Source extract:
________________

Previously, JohnThomson (John Thomson) wrote…
This method is basically three steps: parse the options, check the options, do the work. Two of the steps are encapsulated in methods while one is spelled out here, making it seem as if the main point of the program is to check the options. It's not vital, but it would feel neater to make CheckOptions a method too.

The program structure obviously isn't clear enough. I've add some comments and split off another method from Main. I've also added a class comment and method comments throughout.


src/ExtractXliff/Program.cs, line 53 at r1 (raw file):

Previously, JohnThomson (John Thomson) wrote…
This will presumably crash if they didn't provide the _orginal argument, but it would be more consistent to give a nice message with Usage, wouldn't it? Also it's not clear from Usage that original is used for more than just an attribute of an element in the output file

Providing the _original argument is enforced by ParseOptions. The program will display the Usage() message and exit if it isn't provided.


src/ExtractXliff/Program.cs, line 62 at r1 (raw file):

Previously, JohnThomson (John Thomson) wrote…
Is it really OK that, say, the base document maps English to French and the new one maps French to Spanish? (Not likely, of course...)

No, the check really is enforcing English as the only valid source-language attribute value.


src/ExtractXliff/Program.cs, line 68 at r1 (raw file):

Previously, JohnThomson (John Thomson) wrote…
I'm not clear what original is, but it is it really OK that they are both the same but different from what the output file will use?

I've simplified the checks to better mirror what will actually appear in the output file.


src/ExtractXliff/Program.cs, line 73 at r1 (raw file):

Previously, JohnThomson (John Thomson) wrote…
Is it really OK that they both have the same DataType which is different from the datatype that will be applied to the merged file?

________________

Location identification entries

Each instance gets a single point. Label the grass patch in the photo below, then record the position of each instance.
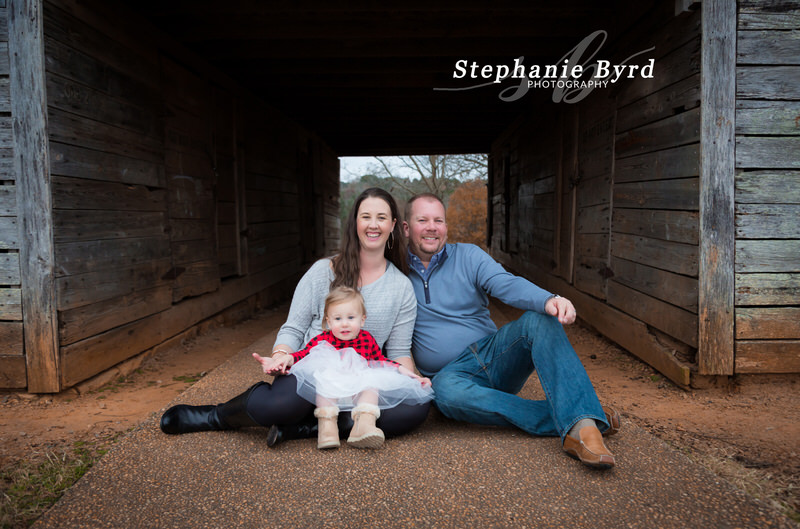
(29, 488)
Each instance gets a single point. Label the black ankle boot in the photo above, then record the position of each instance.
(303, 430)
(226, 416)
(306, 429)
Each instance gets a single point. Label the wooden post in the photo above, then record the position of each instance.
(717, 163)
(34, 199)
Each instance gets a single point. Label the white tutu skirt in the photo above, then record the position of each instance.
(340, 375)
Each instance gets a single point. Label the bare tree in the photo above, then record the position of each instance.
(440, 173)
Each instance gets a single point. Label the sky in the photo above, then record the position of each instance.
(353, 167)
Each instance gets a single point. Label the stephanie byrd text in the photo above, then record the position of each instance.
(601, 70)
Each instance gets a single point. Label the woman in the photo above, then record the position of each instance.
(373, 260)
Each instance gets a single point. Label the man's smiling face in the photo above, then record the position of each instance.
(426, 228)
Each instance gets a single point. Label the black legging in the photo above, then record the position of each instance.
(280, 404)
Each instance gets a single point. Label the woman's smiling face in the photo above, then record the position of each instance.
(374, 223)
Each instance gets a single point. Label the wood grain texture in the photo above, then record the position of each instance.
(37, 255)
(717, 164)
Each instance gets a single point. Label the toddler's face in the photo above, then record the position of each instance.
(345, 319)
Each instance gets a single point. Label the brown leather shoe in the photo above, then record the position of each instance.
(612, 418)
(589, 449)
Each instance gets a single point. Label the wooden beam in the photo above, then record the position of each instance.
(34, 199)
(715, 353)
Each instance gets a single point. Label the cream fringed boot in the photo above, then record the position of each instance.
(328, 434)
(364, 433)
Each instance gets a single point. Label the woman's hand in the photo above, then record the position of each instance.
(425, 381)
(276, 365)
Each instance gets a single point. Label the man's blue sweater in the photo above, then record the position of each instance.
(453, 300)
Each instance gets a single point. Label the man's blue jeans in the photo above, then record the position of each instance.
(480, 385)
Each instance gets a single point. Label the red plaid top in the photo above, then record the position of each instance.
(364, 344)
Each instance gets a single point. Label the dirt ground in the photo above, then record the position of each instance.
(746, 431)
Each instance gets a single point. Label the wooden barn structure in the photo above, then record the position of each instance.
(163, 162)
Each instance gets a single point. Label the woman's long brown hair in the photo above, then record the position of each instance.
(346, 265)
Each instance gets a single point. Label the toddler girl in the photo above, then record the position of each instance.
(342, 368)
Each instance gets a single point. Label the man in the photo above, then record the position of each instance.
(476, 369)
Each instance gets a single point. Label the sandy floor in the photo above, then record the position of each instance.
(747, 432)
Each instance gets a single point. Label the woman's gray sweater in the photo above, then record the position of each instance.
(391, 309)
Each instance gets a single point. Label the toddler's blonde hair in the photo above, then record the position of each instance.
(341, 295)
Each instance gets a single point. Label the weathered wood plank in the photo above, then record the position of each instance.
(13, 372)
(29, 108)
(6, 133)
(69, 30)
(107, 254)
(681, 129)
(71, 160)
(196, 278)
(7, 169)
(190, 198)
(768, 221)
(5, 91)
(767, 323)
(588, 279)
(673, 99)
(263, 230)
(628, 332)
(8, 200)
(92, 287)
(683, 194)
(88, 357)
(194, 250)
(768, 47)
(775, 14)
(4, 64)
(676, 226)
(90, 225)
(760, 20)
(768, 356)
(10, 304)
(674, 321)
(594, 219)
(767, 118)
(260, 213)
(9, 268)
(594, 191)
(84, 101)
(89, 320)
(768, 289)
(666, 255)
(759, 152)
(78, 194)
(715, 354)
(11, 341)
(679, 162)
(679, 63)
(9, 233)
(265, 256)
(673, 288)
(768, 256)
(68, 63)
(768, 187)
(75, 130)
(768, 82)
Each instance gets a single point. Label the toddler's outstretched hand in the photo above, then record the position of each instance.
(274, 366)
(425, 381)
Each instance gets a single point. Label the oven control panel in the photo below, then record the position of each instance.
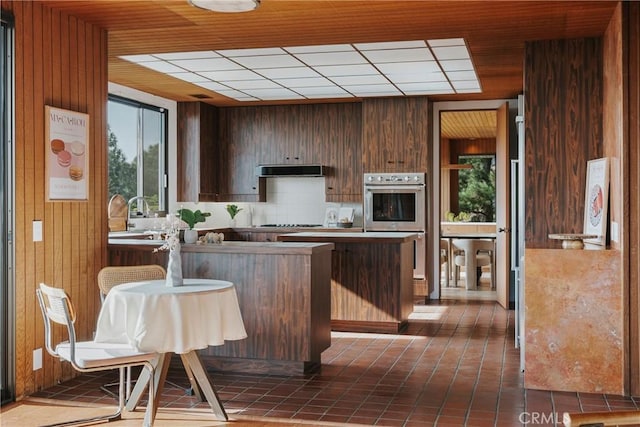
(417, 178)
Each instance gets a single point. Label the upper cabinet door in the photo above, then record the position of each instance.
(395, 134)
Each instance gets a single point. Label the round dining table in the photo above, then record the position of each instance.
(173, 320)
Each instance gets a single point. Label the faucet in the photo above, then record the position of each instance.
(140, 202)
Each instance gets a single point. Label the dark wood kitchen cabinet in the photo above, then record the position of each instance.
(197, 144)
(215, 162)
(395, 133)
(286, 135)
(341, 142)
(237, 158)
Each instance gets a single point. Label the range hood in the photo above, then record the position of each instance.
(289, 170)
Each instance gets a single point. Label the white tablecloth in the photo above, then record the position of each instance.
(153, 317)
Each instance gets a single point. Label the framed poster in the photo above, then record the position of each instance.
(596, 200)
(66, 154)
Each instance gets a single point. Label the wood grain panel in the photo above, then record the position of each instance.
(284, 299)
(630, 17)
(563, 119)
(293, 134)
(395, 134)
(369, 290)
(60, 61)
(371, 281)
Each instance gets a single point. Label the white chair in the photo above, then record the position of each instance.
(484, 251)
(88, 356)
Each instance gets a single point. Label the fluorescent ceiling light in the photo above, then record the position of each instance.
(226, 5)
(413, 67)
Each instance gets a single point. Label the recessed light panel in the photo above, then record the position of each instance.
(412, 67)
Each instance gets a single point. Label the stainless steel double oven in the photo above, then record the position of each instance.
(398, 202)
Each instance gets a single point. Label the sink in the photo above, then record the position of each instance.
(135, 234)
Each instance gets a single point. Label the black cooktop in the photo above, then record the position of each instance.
(292, 225)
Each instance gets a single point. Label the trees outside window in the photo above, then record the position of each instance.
(477, 188)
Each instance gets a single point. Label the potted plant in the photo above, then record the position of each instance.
(233, 211)
(191, 218)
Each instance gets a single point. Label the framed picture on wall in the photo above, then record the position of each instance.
(596, 200)
(66, 154)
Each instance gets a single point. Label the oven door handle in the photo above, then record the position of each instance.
(417, 188)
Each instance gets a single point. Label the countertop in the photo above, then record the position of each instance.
(350, 237)
(292, 248)
(262, 229)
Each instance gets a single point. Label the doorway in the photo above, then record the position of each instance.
(7, 356)
(483, 130)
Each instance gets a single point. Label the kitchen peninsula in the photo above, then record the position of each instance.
(371, 278)
(283, 291)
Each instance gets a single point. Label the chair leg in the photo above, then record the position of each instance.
(103, 418)
(150, 413)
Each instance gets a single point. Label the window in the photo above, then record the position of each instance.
(477, 188)
(7, 286)
(137, 141)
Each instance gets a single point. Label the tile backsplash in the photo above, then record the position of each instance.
(290, 200)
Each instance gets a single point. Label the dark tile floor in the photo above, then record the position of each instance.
(455, 365)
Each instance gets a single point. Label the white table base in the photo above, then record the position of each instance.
(200, 380)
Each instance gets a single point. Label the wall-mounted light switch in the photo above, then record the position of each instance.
(37, 231)
(614, 231)
(37, 359)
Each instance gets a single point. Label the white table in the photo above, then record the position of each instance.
(470, 256)
(153, 317)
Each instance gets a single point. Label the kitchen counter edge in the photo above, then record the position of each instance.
(293, 248)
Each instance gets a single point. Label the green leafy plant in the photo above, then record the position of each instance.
(191, 217)
(233, 210)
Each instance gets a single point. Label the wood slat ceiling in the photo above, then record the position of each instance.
(495, 31)
(468, 124)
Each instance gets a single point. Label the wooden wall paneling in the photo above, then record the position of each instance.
(631, 38)
(39, 193)
(55, 54)
(615, 147)
(188, 156)
(563, 117)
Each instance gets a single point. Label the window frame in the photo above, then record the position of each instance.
(163, 196)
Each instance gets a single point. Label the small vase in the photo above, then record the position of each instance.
(190, 236)
(174, 268)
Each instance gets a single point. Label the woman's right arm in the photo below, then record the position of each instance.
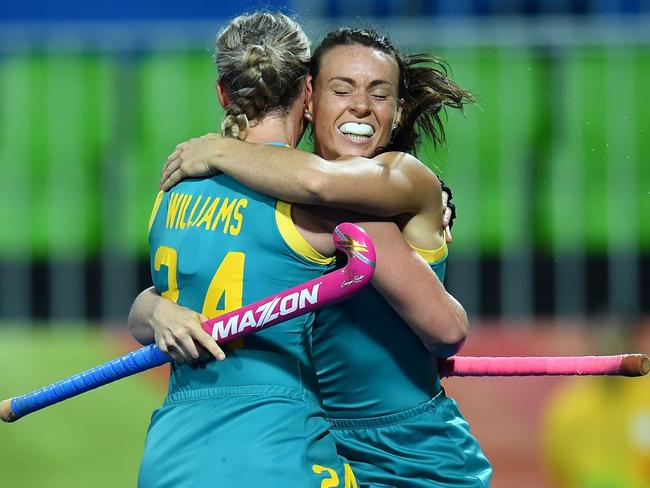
(390, 184)
(176, 330)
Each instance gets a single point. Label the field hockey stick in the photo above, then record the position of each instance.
(301, 299)
(618, 365)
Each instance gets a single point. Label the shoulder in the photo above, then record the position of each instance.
(408, 164)
(422, 179)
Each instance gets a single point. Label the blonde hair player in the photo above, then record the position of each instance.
(254, 419)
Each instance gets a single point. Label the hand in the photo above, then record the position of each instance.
(178, 332)
(191, 159)
(449, 211)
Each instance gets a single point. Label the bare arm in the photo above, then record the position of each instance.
(390, 184)
(176, 330)
(414, 291)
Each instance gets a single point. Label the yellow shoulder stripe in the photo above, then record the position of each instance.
(434, 255)
(294, 238)
(156, 206)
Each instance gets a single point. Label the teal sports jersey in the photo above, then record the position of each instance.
(381, 390)
(369, 361)
(254, 419)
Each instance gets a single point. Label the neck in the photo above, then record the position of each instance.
(274, 128)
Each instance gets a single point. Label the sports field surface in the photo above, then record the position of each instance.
(93, 440)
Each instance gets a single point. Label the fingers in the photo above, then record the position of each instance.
(172, 179)
(171, 172)
(445, 199)
(210, 345)
(448, 238)
(189, 343)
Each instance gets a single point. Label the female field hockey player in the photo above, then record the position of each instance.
(254, 420)
(382, 393)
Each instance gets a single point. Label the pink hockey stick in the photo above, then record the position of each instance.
(619, 365)
(309, 296)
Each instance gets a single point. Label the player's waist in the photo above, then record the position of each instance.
(370, 422)
(244, 368)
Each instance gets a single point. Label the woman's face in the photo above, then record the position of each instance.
(354, 104)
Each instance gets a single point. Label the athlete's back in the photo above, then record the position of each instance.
(381, 389)
(253, 419)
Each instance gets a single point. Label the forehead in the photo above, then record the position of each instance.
(359, 63)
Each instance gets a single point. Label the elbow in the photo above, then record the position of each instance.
(448, 338)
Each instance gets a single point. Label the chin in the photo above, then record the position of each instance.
(352, 149)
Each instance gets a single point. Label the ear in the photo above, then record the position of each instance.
(309, 93)
(222, 94)
(398, 113)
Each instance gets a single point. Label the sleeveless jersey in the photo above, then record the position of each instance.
(369, 362)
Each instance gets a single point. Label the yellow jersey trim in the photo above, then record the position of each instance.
(294, 238)
(156, 206)
(433, 256)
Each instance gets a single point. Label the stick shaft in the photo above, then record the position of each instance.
(301, 299)
(618, 365)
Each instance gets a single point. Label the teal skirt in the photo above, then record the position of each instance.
(429, 445)
(257, 436)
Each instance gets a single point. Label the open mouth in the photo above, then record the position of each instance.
(357, 132)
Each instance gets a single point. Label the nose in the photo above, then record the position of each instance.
(360, 105)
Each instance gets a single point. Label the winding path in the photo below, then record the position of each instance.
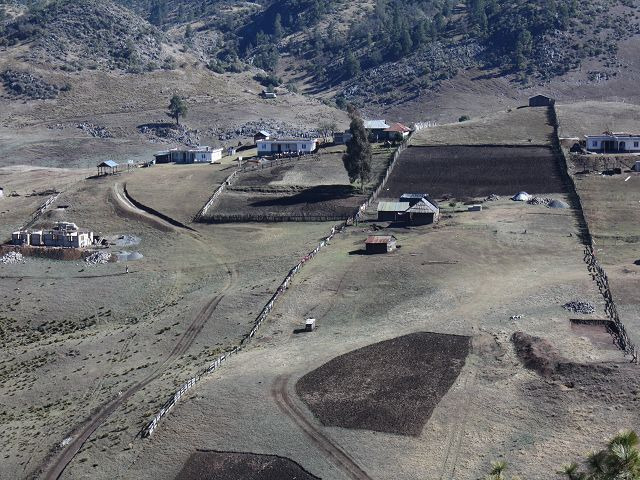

________________

Exercise tasks:
1 – In the code review thread, what enforces that the _original argument is provided?
2 – Print the part of the code review thread that opens with the words containing "src/ExtractXliff/Program.cs, line 62" and closes with "likely, of course...)".
3 – Give what follows in the code review thread, picking up after its final sentence.
The rows are material apart from the code review thread.

Outputs in order:
1 – ParseOptions enforces it, displaying the Usage() message and exiting if the argument is missing.

2 –
src/ExtractXliff/Program.cs, line 62 at r1 (raw file):

Previously, JohnThomson (John Thomson) wrote…
Is it really OK that, say, the base document maps English to French and the new one maps French to Spanish? (Not likely, of course...)

3 –
I've simplified the checks to better mirror what will actually appear in the output file.


src/ExtractXliff/Program.cs, line 78 at r1 (raw file):

Previously, JohnThomson (John Thomson) wrote…
Again, it's OK if the old and new files agree on the product version, even though it's different from the one we will write to the merged file?

I've simplified the checks to better mirror what will actually appear in the output file.


src/ExtractXliff/Program.cs, line 94 at r1 (raw file):

Previously, JohnThomson (John Thomson) wrote…
Is it possible/a problem if one or both of the input files use some other replacement strings?

no. At the moment, there's no way to modify these replacement strings anywhere, and I'm not sure they're even being used in practice. They may be relics of the old TMX code, but I didn't want to change everything at once.


src/ExtractXliff/Program.cs, line 132 at r1 (raw file):

Previously, JohnThomson (John Thomson) wrote…
How do we know old dynamic was wrong? Are we assuming the new xliff is the output of a process that won't find dynamic strings?

Yes, the new values (from newDoc) are found by the static scan process implemented by L10NSharp. So nothing it finds can be "dynamic" (unless of course I have no clue what "dynamic" means in the L10NSharp domain).


src/ExtractXliff/Program.cs, line 255 at r1 (raw file):

Previously, JohnThomson (John Thomson) wrote…
Is it intentional that an argument that is simply -- or even just a single hyphen will be taken as a namespace argument? (Same with other methods, except they won't get the chance). Is it intentional to be case-sensitive?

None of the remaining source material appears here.